Rewrite the lines below so that "scouting record" becomes "survey log" everywhere it appears, with nothing else changed.

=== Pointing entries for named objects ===
## start
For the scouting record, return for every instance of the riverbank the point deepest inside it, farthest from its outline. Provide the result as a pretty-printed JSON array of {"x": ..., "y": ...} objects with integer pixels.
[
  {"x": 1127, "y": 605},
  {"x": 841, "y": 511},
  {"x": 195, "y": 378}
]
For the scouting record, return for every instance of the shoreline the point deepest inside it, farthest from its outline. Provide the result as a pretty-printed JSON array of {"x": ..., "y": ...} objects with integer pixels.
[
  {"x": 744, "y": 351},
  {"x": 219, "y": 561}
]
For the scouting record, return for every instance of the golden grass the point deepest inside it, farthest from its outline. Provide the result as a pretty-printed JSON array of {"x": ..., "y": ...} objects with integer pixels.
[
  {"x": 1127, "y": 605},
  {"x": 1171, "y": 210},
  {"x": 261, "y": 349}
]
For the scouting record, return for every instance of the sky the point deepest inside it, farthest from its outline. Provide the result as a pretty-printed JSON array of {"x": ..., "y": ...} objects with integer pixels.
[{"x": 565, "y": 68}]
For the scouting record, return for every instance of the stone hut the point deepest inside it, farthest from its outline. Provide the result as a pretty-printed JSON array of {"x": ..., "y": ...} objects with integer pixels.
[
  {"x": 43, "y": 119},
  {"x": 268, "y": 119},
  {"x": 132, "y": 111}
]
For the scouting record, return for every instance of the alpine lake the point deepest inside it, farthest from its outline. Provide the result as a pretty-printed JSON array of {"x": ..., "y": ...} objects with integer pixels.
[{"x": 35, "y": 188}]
## end
=== Solution ===
For the survey log, return for every instance of the riverbank the point deepest inside it, farthest from its outline. Provide the result as a pretty-printed JSON array of {"x": ..., "y": ...} objects with integer pixels.
[
  {"x": 1127, "y": 605},
  {"x": 841, "y": 511},
  {"x": 195, "y": 378}
]
For the survey log, return for every instance of the shoreline the point deepest inside it, farthest from its outline. Provide the result as a pretty-printed JSON array of {"x": ..., "y": ...} objects with integer pixels.
[
  {"x": 744, "y": 351},
  {"x": 219, "y": 561}
]
For the survey log, return for every instance of the golden grass the point deepest inside it, farthest from its outline. Provide the result as a pretty-printed JSON array of {"x": ..., "y": ...} objects with integer pixels.
[
  {"x": 1127, "y": 605},
  {"x": 1171, "y": 210},
  {"x": 261, "y": 349}
]
For the survey log, return for every instance of the sky the point deepest inside it, farthest from its outline. Provide the result as a pretty-printed JSON array of {"x": ..., "y": ...} objects with integer pixels.
[{"x": 565, "y": 68}]
For the survey log, return for every instance of the stone hut the point deepest inside it, farthest from its outline. Provide the result as a pretty-printed JSON array of {"x": ..., "y": ...} objects with integer pixels.
[
  {"x": 43, "y": 119},
  {"x": 268, "y": 119},
  {"x": 132, "y": 111}
]
For the survey log, return for every instance of the alpine lake the point deepest inside it, farthest from its outline. Provide the result as a pretty-printed JSON array of {"x": ..., "y": ...} objects with integer pixels.
[{"x": 35, "y": 188}]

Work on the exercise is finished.